TASK DETAILS: Render every line of the records below as a JSON list of strings, with one string per line and blank lines skipped. Leave the pictures out.

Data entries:
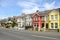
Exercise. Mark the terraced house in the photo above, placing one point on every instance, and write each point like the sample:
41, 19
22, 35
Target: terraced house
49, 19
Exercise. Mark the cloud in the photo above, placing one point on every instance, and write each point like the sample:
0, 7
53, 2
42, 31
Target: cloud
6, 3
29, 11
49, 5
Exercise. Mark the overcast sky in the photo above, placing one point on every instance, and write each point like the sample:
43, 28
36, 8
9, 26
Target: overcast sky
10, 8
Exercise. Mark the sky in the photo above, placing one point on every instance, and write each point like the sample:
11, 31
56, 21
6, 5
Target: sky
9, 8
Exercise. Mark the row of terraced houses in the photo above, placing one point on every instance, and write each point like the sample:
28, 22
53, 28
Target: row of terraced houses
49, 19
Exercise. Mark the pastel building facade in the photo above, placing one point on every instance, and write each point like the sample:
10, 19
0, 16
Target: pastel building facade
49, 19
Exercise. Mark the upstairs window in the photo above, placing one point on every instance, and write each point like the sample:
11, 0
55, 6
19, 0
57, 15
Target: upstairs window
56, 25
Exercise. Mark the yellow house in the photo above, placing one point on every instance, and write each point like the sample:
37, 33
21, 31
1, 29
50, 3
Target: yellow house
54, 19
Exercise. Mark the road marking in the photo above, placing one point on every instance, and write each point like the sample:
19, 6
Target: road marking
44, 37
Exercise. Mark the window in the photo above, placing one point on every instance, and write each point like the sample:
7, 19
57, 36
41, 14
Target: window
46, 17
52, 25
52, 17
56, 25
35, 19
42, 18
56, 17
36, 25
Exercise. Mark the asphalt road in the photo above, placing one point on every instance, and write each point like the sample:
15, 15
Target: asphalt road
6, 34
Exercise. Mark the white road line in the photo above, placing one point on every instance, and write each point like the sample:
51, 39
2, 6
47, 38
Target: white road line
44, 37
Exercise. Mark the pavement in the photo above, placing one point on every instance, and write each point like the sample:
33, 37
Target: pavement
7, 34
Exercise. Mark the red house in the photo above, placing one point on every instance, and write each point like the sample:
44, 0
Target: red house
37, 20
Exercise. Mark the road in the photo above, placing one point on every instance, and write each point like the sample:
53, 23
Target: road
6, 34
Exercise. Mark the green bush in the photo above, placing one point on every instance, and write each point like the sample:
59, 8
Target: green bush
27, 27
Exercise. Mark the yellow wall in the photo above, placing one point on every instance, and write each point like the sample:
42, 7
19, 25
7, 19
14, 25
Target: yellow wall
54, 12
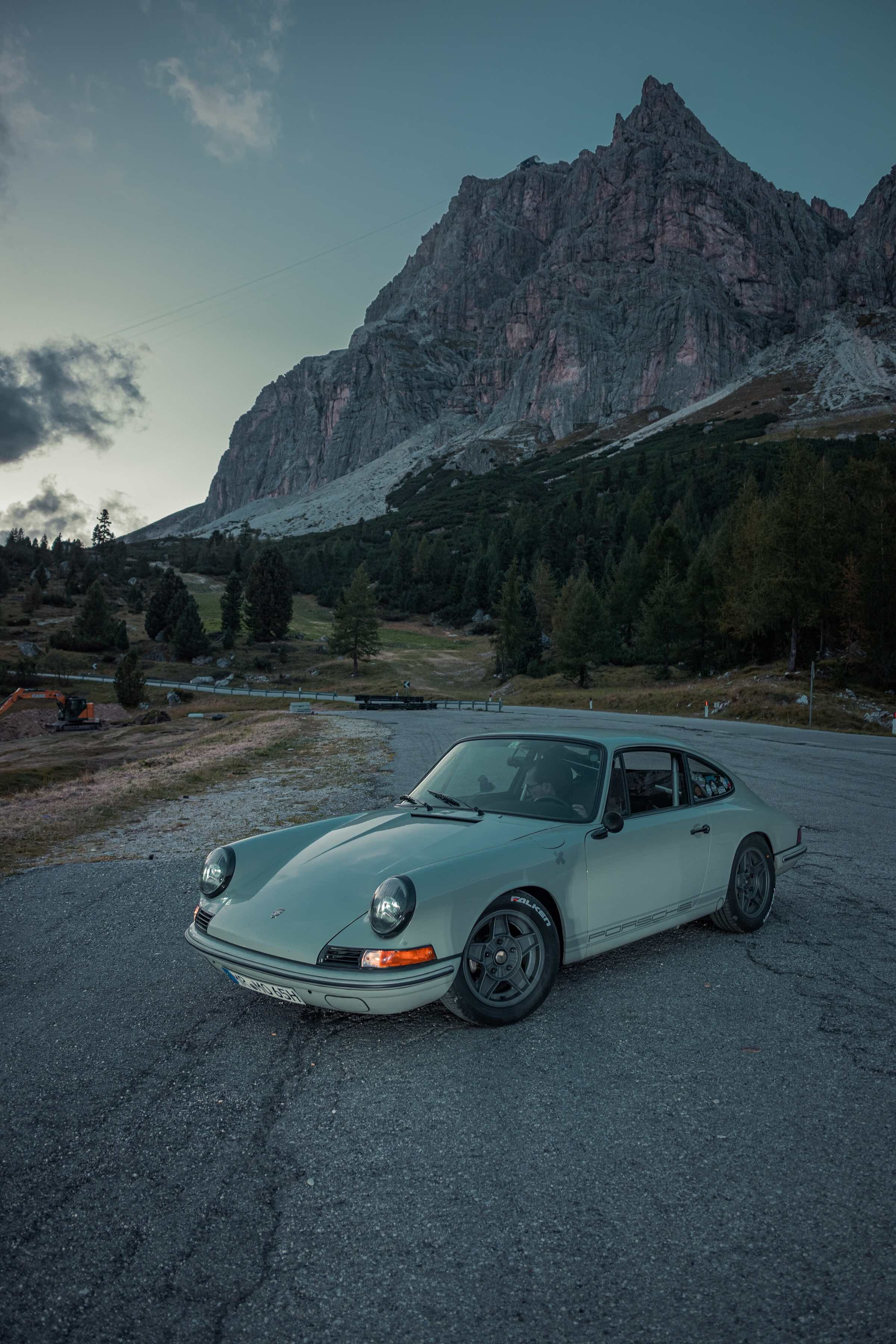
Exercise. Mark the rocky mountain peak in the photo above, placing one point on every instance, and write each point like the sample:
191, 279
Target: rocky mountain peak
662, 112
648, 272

TASK ANSWER:
[
  "Exercise. Mark the terraced house in the photo above, placing one point on every instance, and write each point like the sample:",
  "41, 19",
  "22, 35",
  "Target: terraced house",
  "49, 19",
  "Exercise. Mark the cloud in the photo above, placing one point on every instance, and write each point like the sample:",
  "0, 7",
  "53, 2",
  "42, 31",
  "Target: cloud",
  "6, 3",
  "29, 11",
  "49, 5",
  "Exercise. Mark the overcast sky in the photo above, placing one point on every instance, and write each point like the sample:",
  "43, 28",
  "36, 8",
  "9, 26",
  "Target: overcast sky",
  "10, 8",
  "Exercise. Mark the sky in the photo above, placing one point on every instance, and write each point like the sample:",
  "11, 31",
  "56, 21",
  "6, 5",
  "Target: sky",
  "9, 8",
  "Exercise. Mark the row of terraced houses in the photo above, placing one point on every instance, and write each point like the sample:",
  "28, 22",
  "53, 28",
  "Target: row of terraced houses",
  "49, 19",
  "Exercise. Mark the pastel building facade in the photo above, placing one point on every instance, and write each point like the sample:",
  "10, 19",
  "0, 16",
  "Target: pastel building facade",
  "49, 19",
  "Exercise. Mark the upstairs window in the photo above, placing one point on every instance, and write each point like the sample:",
  "11, 0",
  "55, 6",
  "19, 0",
  "57, 15",
  "Target: upstairs window",
  "56, 25",
  "Exercise. Mark the yellow house in the photo above, placing one point on every instance, and write each point like the sample:",
  "37, 33",
  "21, 31",
  "1, 29",
  "50, 3",
  "Target: yellow house",
  "54, 19",
  "Exercise. Mark the road marking in the photo above, placing one point on every instance, and write each point like the sample:",
  "19, 6",
  "Target: road marking",
  "44, 37",
  "Exercise. Mark the window in the photo above, placing one point on every instance, and write each point like the sample:",
  "7, 19",
  "57, 36",
  "41, 14",
  "Target: window",
  "46, 17",
  "52, 25",
  "52, 17",
  "56, 25",
  "35, 19",
  "42, 18",
  "56, 17",
  "36, 25",
  "Exercise. Mark the asphalt road in the photo above, placing one point on every instance, and write each point like the sample:",
  "15, 15",
  "Target: asphalt road",
  "6, 34",
  "Exercise. Mark the white road line in the photo above, placing one point on every instance, and write each point like the sample:",
  "51, 39",
  "2, 6",
  "47, 38",
  "Target: white road line",
  "44, 37",
  "Exercise. Mark the pavement in the photo above, placing one point on every instance, and write each point like the sample:",
  "33, 37",
  "Target: pavement",
  "7, 34",
  "Exercise. Mark the red house in the photo above, placing one point on every instance, and write each point like the sample:",
  "44, 0",
  "Target: red house",
  "37, 20",
  "Exercise. Mark the road in the photo above, placing one point on every instance, and write each point like the sample:",
  "53, 23",
  "Target: road",
  "6, 34",
  "Exercise. Mark the green bush in the photo above, placing one point on every instance, and write each point like the sample:",
  "59, 8",
  "Target: green bush",
  "27, 27",
  "Exercise. Mark the yellow wall in the photo above, placing one point on every instance, and write each point like the sample:",
  "42, 7",
  "19, 25",
  "7, 19",
  "14, 25",
  "Target: yellow wall",
  "54, 12",
  "Exercise. Mark the rocky mountain peak in the photo above, placing one point on every instance, and write each point like the sample:",
  "191, 279",
  "Target: rocky mountain peak",
  "662, 112",
  "648, 272"
]